INSTRUCTIONS TO FOLLOW: Lines with "black": copy each one from the listing below.

DATA TO USE:
******************************
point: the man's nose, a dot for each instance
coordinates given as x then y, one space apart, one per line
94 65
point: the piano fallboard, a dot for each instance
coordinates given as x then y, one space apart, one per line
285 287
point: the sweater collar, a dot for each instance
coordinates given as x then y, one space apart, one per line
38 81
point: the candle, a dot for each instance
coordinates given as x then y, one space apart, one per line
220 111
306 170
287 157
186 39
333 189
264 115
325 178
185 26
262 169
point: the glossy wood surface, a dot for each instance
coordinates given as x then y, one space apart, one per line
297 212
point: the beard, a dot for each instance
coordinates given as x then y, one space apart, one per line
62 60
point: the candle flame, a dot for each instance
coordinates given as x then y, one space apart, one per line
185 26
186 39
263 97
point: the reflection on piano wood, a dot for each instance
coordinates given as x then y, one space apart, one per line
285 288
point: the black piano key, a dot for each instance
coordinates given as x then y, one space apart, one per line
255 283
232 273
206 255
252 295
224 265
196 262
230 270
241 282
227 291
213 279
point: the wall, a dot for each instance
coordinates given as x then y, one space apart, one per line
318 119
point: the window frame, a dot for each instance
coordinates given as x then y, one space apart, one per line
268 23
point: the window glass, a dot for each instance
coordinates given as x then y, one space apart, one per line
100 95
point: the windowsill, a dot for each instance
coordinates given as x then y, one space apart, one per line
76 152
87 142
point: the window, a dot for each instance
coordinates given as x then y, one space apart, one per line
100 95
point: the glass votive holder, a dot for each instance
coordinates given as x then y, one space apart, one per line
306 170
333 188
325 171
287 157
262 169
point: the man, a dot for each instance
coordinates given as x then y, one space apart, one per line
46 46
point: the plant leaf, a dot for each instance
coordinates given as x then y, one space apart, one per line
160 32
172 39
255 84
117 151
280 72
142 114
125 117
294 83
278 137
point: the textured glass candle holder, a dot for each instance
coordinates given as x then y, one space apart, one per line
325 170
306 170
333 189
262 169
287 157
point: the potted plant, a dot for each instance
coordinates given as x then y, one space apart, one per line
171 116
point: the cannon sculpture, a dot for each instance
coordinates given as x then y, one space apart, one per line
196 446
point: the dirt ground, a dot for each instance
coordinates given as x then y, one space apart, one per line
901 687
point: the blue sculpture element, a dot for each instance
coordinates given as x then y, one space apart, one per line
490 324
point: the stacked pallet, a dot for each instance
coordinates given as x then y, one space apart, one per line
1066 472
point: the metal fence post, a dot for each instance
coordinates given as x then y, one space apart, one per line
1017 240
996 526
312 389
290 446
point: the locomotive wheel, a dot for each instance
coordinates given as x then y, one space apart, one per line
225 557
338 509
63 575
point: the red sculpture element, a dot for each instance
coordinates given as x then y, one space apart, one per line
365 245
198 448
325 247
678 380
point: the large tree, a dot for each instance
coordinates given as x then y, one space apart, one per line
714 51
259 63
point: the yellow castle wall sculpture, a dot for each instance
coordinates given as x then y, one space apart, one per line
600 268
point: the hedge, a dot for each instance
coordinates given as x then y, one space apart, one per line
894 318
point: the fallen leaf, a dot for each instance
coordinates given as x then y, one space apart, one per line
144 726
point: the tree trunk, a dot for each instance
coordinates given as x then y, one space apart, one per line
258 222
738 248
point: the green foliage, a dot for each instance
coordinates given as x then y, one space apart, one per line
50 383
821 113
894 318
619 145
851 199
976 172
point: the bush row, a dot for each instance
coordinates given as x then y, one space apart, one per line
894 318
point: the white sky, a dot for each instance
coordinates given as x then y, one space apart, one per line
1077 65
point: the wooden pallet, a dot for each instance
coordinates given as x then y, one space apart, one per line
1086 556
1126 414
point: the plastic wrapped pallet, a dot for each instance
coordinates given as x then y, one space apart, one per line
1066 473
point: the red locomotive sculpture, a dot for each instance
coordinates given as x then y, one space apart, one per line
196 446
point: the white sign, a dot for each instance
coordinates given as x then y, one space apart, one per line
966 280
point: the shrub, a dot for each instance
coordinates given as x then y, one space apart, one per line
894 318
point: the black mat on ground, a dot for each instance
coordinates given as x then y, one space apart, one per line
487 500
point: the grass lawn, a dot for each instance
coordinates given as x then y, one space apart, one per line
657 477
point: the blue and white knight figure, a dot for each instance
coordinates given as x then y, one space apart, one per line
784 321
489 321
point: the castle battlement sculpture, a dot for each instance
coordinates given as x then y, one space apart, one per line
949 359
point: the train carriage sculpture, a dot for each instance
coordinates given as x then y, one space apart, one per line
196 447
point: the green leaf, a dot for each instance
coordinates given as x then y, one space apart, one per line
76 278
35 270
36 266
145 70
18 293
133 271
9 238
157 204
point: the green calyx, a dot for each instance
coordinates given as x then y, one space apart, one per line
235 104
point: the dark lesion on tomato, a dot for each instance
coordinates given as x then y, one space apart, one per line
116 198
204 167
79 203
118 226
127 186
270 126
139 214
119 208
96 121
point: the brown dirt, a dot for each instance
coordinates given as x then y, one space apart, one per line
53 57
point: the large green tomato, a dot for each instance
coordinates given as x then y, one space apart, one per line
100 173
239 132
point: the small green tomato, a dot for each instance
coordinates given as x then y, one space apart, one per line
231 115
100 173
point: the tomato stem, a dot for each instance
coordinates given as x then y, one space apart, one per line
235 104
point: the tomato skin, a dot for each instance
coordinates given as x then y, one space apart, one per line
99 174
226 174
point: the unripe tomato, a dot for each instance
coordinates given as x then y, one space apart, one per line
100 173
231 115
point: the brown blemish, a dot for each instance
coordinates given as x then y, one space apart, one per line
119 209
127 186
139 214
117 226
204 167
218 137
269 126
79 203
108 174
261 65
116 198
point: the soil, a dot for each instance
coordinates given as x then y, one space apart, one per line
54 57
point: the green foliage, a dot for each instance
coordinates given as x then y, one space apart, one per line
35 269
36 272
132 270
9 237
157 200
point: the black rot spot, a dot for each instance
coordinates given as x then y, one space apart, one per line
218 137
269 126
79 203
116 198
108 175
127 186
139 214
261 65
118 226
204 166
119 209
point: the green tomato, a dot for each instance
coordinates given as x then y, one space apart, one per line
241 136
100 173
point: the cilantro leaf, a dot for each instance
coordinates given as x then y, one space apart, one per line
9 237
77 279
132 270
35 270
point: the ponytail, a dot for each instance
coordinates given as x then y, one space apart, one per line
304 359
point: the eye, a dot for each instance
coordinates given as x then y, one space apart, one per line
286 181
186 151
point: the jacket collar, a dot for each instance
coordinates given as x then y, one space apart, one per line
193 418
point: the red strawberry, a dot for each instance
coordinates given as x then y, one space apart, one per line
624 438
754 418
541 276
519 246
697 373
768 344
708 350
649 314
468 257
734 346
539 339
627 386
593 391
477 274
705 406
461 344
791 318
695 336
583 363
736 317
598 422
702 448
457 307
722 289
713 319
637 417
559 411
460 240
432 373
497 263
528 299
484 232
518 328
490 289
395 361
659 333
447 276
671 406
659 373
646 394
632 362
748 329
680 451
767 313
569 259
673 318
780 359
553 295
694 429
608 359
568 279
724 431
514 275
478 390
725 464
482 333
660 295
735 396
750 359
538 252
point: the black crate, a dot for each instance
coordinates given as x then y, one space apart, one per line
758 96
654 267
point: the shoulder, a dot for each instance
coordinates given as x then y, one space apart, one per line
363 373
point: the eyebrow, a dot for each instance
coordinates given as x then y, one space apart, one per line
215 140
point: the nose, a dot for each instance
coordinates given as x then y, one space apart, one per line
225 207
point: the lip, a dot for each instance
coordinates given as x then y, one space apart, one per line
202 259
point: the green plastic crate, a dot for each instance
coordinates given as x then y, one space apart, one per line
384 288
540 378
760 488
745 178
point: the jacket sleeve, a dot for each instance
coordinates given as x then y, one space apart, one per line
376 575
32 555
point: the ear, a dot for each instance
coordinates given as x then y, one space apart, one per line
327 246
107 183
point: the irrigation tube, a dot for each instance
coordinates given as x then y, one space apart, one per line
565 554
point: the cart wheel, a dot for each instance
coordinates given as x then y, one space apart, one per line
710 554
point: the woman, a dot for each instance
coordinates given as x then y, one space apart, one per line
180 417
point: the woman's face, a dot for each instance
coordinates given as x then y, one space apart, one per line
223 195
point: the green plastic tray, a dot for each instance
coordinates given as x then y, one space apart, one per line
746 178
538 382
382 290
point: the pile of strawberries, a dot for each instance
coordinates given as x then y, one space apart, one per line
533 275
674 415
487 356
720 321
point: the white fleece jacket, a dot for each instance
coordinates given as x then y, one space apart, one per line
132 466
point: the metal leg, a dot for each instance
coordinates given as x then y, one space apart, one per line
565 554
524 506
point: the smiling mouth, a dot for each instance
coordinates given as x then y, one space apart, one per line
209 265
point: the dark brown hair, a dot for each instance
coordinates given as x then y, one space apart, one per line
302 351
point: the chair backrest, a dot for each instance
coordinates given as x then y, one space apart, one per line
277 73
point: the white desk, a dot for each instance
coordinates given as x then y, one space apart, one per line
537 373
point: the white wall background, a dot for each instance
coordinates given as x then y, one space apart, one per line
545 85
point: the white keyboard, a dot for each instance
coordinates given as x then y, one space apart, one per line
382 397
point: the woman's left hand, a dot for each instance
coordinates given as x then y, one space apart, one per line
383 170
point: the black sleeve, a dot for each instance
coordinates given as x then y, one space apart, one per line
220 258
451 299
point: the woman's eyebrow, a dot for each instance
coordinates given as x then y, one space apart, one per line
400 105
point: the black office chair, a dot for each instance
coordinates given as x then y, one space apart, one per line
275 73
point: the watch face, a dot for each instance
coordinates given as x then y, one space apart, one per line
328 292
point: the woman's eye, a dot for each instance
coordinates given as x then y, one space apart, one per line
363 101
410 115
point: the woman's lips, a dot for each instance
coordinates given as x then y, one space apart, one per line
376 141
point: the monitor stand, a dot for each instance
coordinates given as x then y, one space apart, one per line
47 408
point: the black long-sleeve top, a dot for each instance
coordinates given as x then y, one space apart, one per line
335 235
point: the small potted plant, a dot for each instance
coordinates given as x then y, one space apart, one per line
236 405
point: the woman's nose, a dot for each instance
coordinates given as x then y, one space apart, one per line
******************************
WRITTEN ANSWER:
point: the black piano key, a dot for each instance
point: the black mat on ground, a dot for each instance
point: the black rot spot, a dot for each instance
point: the black crate, a dot for each instance
point: the black sleeve, a dot for each instance
point: the black office chair, a dot for each instance
point: the black long-sleeve top, a dot for each instance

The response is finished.